Cela ne signifie pas que l'activité des loisirs de montagne soit en perte de vitesse. La clientèle est fidèle. Les chiffres de réservation enregistrés dès le début de la saison 1996-1997 en témoignent. Et le nombre de logements pour accueillir les vacanciers est suffisant. Reste maintenant à savoir s'ils sont bien adaptés à la clientèle. Une question essentielle que se posent de nombreux responsables depuis plusieurs années.

Des logements à remettre au goût du jour

La fin des années 80 a été marquée par des périodes de pénurie de neige qui ont forcé les acteurs du tourisme à s'interroger sur leurs pratiques, sur leurs produits. Et, parmi ceux-ci, le logement. Le constat est très vite apparu d'une inadéquation croissante entre l'offre locative et la demande. D'abord sur la qualité de confort, ce qui est logique pour des immeubles construits il y a vingt ou trente ans avec des techniques de l'époque. Sur la conception des logements ensuite : la clientèle d'aujourd'hui n'est pas seulement composée de passionnés de la glisse, mais compte aussi des « contemplatifs » de la montagne. Elle ne se contente plus d'un espace exigu pour profiter des vacances d'hiver.

Le Service d'études et d'aménagement touristique de la montagne (SEATM) rapportait déjà, en mai 1992, que la structure du parc de logements neufs vendus dans les Alpes du Nord en 1987 comportait presque trois quarts de F1, alors qu'il n'en restait plus qu'un quart en 1991 au profit des F2 et F3, beaucoup plus demandés. Autant d'éléments qui ont conduit à étudier la nécessaire réhabilitation de l'immobilier touristique dont l'enjeu n'est pas négligeable pour des entreprises mises à mal par l'arrêt de la construction neuve.

Le problème de la rénovation se pose cependant avec plus ou moins d'acuité en fonction des structures immobilières qui varient selon les régions. Dans les stations-villages aménagées sur la base d'un habitat ancien et quasi individuel (chalets ou petits immeubles), comme c'est souvent le cas en Haute-Savoie, dans le Jura, les Vosges, le Massif central ou en moyenne montagne, les propriétaires se sont davantage préoccupés d'une mise aux normes permanente de leurs bâtiments, au fur et à mesure de travaux d'entretien réguliers. Situation identique pour l'immobilier, même collectif, dépendant d'intervenants professionnels comme Pierre et Vacances, ou du tourisme social (VVF, Renouveau...) : ils ont été attentifs non seulement à maintenir en état leurs structures immobilières, mais aussi à les adapter selon les évolutions de leurs clientèles.
────
Selon le texte de référence, quelle proportion de F1 comptait le parc de logements neufs vendus dans les Alpes du Nord en 1987 ?

**SEGMENT DE DONNÉES:**
────
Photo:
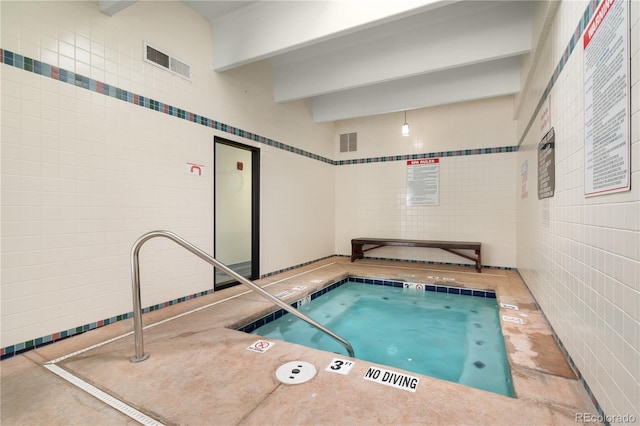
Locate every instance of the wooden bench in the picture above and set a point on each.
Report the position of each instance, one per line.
────
**RÉPONSE CI-DESSOUS:**
Presque trois quarts.